*PROMPT 1*.
Could you copy the part of the profile of Prof. Sivan starting at "Prof. Sivan, the" and ending at "miniature engineering systems.", word for word?
*PROMPT 2*.
Will you pick up the profile of Prof. Sivan after its final sentence and keep it going?

*EXCERPT TO READ*.
--- --- ---

In 1991, after three years at IBM’s T. J. Watson Research Center in New York, Prof. Sivan joined the Faculty of Physics at Technion. His research has covered a wide range of fields including quantum mesoscopic physics and the harnessing of molecular and cellular biology for the self-assembly of miniature electronic devices. In recent years, his research has focused on the way water orders next to molecules and the effect of this ordering on inter-molecular interactions in biologically relevant solutions. Within this framework, Prof. Sivan’s group designs and builds unique, ultra-high-resolution atomic force microscopes.
Prof. Sivan, the Bertoldo Badler Chair, is credited with important scientific achievements. Prof. Sivan, along with colleagues Profs. Erez Braun and Yoav Eichen, demonstrated for the first time how to harness molecular recognition by DNA molecules for wiring an electric circuit. This study gained considerable resonance and helped pave the way for a new field in nanotechnology using the self-assembly properties of biological molecules to construct miniature engineering systems.
Prof. Sivan is a renowned lecturer in Israel and abroad. He was awarded numerous prizes including the Mifal Hapais Landau Prize for the Sciences and Research, the Rothschild Foundation Bruno Prize, the US-Israel BSF Bergmann Award, the Technion’s Hershel Rich Innovation Award, and the Taub Award for Excellence in Research.
His research has led to patents and industrial applications. Recently, an Israeli start-up company was established in the field of single cell analysis for cancer diagnostics, based on the technology developed in Prof. Sivan’s lab.

--- --- ---

*Saved entries*.

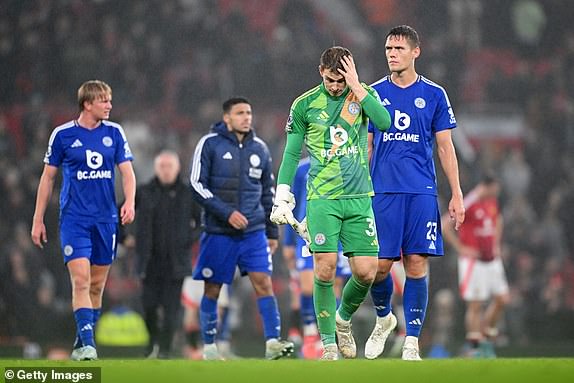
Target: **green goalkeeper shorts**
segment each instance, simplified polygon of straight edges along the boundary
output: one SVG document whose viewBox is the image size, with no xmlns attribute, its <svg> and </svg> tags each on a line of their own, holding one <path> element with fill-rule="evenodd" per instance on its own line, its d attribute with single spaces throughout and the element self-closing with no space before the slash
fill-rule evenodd
<svg viewBox="0 0 574 383">
<path fill-rule="evenodd" d="M 339 241 L 347 257 L 376 257 L 379 242 L 371 197 L 307 201 L 311 252 L 336 253 Z"/>
</svg>

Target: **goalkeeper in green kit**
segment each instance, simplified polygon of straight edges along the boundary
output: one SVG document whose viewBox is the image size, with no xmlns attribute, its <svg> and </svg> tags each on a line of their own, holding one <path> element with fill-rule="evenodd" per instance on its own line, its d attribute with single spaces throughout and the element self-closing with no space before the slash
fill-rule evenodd
<svg viewBox="0 0 574 383">
<path fill-rule="evenodd" d="M 293 102 L 285 130 L 287 143 L 279 169 L 271 220 L 290 224 L 306 238 L 314 257 L 313 301 L 324 351 L 321 359 L 355 358 L 351 316 L 361 305 L 377 272 L 379 244 L 371 207 L 373 186 L 367 155 L 369 119 L 381 130 L 390 116 L 377 93 L 359 82 L 351 52 L 331 47 L 321 55 L 321 84 Z M 299 224 L 291 183 L 303 142 L 311 158 L 307 218 Z M 339 241 L 352 277 L 336 308 L 333 281 Z"/>
</svg>

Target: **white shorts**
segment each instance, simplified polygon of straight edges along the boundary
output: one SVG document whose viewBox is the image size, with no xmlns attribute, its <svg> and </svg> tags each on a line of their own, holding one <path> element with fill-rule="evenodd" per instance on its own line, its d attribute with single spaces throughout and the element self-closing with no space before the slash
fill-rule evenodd
<svg viewBox="0 0 574 383">
<path fill-rule="evenodd" d="M 185 307 L 197 309 L 203 297 L 203 281 L 197 281 L 193 277 L 185 277 L 181 288 L 181 304 Z M 229 306 L 229 285 L 223 284 L 219 292 L 218 306 Z"/>
<path fill-rule="evenodd" d="M 508 293 L 508 282 L 500 258 L 490 262 L 458 258 L 458 287 L 465 301 L 486 301 Z"/>
</svg>

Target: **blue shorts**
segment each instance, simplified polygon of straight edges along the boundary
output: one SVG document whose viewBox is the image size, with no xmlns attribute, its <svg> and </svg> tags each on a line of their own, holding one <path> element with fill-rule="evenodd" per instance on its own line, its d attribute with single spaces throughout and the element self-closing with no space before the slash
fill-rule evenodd
<svg viewBox="0 0 574 383">
<path fill-rule="evenodd" d="M 295 267 L 297 271 L 313 270 L 313 255 L 308 250 L 304 251 L 303 246 L 300 246 L 299 242 L 297 242 L 297 245 L 295 251 Z M 339 246 L 336 275 L 338 277 L 349 277 L 351 274 L 349 259 L 343 255 L 343 249 Z"/>
<path fill-rule="evenodd" d="M 264 230 L 237 236 L 203 233 L 193 279 L 231 284 L 236 267 L 271 274 L 273 262 Z"/>
<path fill-rule="evenodd" d="M 373 211 L 379 238 L 379 258 L 399 260 L 401 254 L 443 255 L 436 196 L 375 194 Z"/>
<path fill-rule="evenodd" d="M 88 258 L 90 264 L 111 265 L 116 258 L 117 223 L 60 221 L 60 246 L 64 263 L 76 258 Z"/>
</svg>

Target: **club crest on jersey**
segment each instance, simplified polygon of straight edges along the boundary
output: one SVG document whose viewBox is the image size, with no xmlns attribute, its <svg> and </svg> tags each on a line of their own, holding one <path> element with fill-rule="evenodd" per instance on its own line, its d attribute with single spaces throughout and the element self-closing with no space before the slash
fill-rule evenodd
<svg viewBox="0 0 574 383">
<path fill-rule="evenodd" d="M 107 146 L 108 148 L 112 146 L 113 143 L 114 141 L 109 136 L 105 136 L 104 138 L 102 138 L 102 144 L 104 144 L 104 146 Z"/>
<path fill-rule="evenodd" d="M 86 162 L 90 169 L 99 169 L 104 164 L 104 156 L 88 149 L 86 150 Z"/>
<path fill-rule="evenodd" d="M 348 110 L 349 110 L 349 113 L 351 113 L 353 116 L 355 116 L 361 112 L 361 105 L 359 105 L 358 103 L 353 101 L 349 104 Z"/>
<path fill-rule="evenodd" d="M 293 127 L 291 124 L 293 123 L 293 114 L 289 113 L 289 117 L 287 117 L 287 123 L 285 124 L 285 131 L 287 133 L 291 133 L 293 131 Z"/>
<path fill-rule="evenodd" d="M 347 131 L 340 125 L 337 125 L 337 127 L 330 126 L 329 133 L 331 135 L 331 142 L 333 145 L 342 146 L 349 140 L 349 133 L 347 133 Z"/>
<path fill-rule="evenodd" d="M 251 166 L 256 168 L 259 165 L 261 165 L 261 158 L 259 158 L 257 154 L 252 154 L 251 156 L 249 156 L 249 163 L 251 164 Z"/>
<path fill-rule="evenodd" d="M 419 109 L 424 109 L 424 107 L 427 106 L 427 103 L 424 98 L 417 97 L 415 98 L 415 106 Z"/>
<path fill-rule="evenodd" d="M 206 267 L 201 270 L 201 275 L 203 275 L 204 278 L 211 278 L 213 277 L 213 270 L 211 270 L 209 267 Z"/>
</svg>

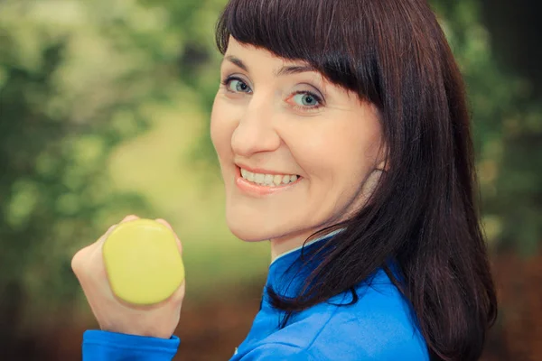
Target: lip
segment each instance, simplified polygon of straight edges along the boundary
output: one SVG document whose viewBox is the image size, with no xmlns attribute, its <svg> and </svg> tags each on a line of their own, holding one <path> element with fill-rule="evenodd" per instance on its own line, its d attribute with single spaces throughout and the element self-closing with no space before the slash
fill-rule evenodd
<svg viewBox="0 0 542 361">
<path fill-rule="evenodd" d="M 245 167 L 243 167 L 243 169 L 245 169 L 248 171 L 252 171 L 251 170 L 247 169 Z M 267 186 L 260 186 L 258 184 L 253 183 L 251 181 L 247 180 L 243 177 L 241 177 L 241 169 L 238 166 L 235 167 L 235 171 L 236 171 L 236 177 L 235 177 L 236 186 L 241 191 L 257 196 L 257 197 L 263 197 L 263 196 L 267 196 L 267 195 L 276 194 L 276 193 L 278 193 L 281 191 L 288 190 L 292 189 L 292 187 L 297 185 L 297 183 L 299 183 L 303 180 L 303 177 L 299 177 L 297 179 L 297 180 L 295 180 L 293 183 L 281 184 L 280 186 L 276 186 L 276 187 L 267 187 Z M 254 172 L 258 172 L 258 171 L 254 171 Z M 268 172 L 266 174 L 281 174 L 281 173 Z"/>
<path fill-rule="evenodd" d="M 261 168 L 251 168 L 248 165 L 239 163 L 235 162 L 235 165 L 237 165 L 238 170 L 238 168 L 242 168 L 245 171 L 248 171 L 252 173 L 261 173 L 261 174 L 273 174 L 273 175 L 283 175 L 283 174 L 295 174 L 295 173 L 288 173 L 288 172 L 280 172 L 280 171 L 268 171 L 268 170 L 265 170 L 265 169 L 261 169 Z M 297 175 L 299 177 L 299 175 Z"/>
</svg>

--- --- ---

*EXERCISE OUTPUT 1*.
Prof. Sivan, the Bertoldo Badler Chair, is credited with important scientific achievements. Prof. Sivan, along with colleagues Profs. Erez Braun and Yoav Eichen, demonstrated for the first time how to harness molecular recognition by DNA molecules for wiring an electric circuit. This study gained considerable resonance and helped pave the way for a new field in nanotechnology using the self-assembly properties of biological molecules to construct miniature engineering systems.

*EXERCISE OUTPUT 2*.
Prof. Sivan is the founding director of the Russell Berrie Nanotechnology Research Institute (RBNI), which he headed between 2005 and 2010. RBNI has led the scientific revolution in nanotechnology at Technion and has placed the university at the forefront of global research in the field. RBNI made headlines when Prof. Sivan and Dr. Ohad Zohar engraved the entire Hebrew Bible onto a tiny silicon chip. The Nano Bible was written as part of an educational program developed by the Institute to increase young people’s interest in science and especially in nanotechnology. In 2009, President Shimon Peres presented the Nano Bible to Pope Benedict XVI during his official visit to Israel. Today, there are three copies of the chip worldwide: at the Vatican Library, the Smithsonian Museum in Washington D.C., and the Israel Museum in Jerusalem.
The establishment of RBNI spearheaded the development of Israel’s national nanotechnology program, and together with centers established in other Israeli universities, has positioned the country as a world leader in nanotechnology.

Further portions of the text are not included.